Material for the task: Begin

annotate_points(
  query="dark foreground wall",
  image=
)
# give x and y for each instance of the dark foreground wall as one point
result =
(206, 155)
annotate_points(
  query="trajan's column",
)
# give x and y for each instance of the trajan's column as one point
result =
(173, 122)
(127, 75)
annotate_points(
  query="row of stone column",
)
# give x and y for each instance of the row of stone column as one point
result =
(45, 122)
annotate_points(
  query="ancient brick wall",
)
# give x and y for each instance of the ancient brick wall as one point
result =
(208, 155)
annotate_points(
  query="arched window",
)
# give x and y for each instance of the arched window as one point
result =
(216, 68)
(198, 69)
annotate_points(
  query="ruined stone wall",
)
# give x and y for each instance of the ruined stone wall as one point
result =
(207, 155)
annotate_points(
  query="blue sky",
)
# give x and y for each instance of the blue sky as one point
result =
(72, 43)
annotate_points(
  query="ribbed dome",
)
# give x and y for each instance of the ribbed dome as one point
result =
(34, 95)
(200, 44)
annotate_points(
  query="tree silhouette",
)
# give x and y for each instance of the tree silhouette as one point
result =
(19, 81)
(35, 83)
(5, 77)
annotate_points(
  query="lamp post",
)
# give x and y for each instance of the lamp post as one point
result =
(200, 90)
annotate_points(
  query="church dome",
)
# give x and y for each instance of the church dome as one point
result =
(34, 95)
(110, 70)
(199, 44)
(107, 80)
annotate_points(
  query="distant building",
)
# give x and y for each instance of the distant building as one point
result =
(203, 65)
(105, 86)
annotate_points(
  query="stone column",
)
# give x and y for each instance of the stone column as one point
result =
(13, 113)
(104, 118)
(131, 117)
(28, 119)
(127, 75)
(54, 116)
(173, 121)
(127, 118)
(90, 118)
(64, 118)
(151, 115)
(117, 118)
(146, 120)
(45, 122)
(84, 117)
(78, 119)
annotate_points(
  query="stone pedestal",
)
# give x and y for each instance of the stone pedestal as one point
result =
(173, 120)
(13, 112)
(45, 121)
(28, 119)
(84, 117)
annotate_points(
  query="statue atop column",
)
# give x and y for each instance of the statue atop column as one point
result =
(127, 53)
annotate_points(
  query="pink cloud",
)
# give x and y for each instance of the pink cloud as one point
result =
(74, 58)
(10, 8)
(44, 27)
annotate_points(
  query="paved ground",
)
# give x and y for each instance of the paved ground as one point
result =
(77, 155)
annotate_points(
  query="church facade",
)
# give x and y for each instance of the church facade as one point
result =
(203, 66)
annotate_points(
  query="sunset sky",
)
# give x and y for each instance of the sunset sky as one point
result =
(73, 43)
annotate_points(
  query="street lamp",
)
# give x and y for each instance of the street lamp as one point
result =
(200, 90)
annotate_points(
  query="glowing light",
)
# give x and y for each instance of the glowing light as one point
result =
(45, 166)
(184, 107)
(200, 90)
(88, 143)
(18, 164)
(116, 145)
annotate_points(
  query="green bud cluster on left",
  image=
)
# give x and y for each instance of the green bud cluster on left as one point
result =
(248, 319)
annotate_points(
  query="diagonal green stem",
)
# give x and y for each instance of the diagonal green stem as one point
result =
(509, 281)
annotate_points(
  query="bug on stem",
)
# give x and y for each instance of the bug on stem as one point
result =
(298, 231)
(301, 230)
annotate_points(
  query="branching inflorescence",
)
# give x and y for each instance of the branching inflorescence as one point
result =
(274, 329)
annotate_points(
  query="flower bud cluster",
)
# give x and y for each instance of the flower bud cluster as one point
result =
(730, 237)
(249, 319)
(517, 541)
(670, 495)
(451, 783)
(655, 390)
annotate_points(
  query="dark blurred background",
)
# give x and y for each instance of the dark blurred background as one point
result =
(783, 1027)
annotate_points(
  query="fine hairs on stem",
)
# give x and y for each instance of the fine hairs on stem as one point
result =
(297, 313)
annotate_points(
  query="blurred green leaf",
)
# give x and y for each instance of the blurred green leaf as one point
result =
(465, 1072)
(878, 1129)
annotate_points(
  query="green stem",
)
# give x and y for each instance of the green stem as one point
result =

Material for the task: End

### Task description
What lines in the data hold the word "distant"? Return them.

### Finished exercise
  query="distant building",
# give x and y for each instance of the distant building as one point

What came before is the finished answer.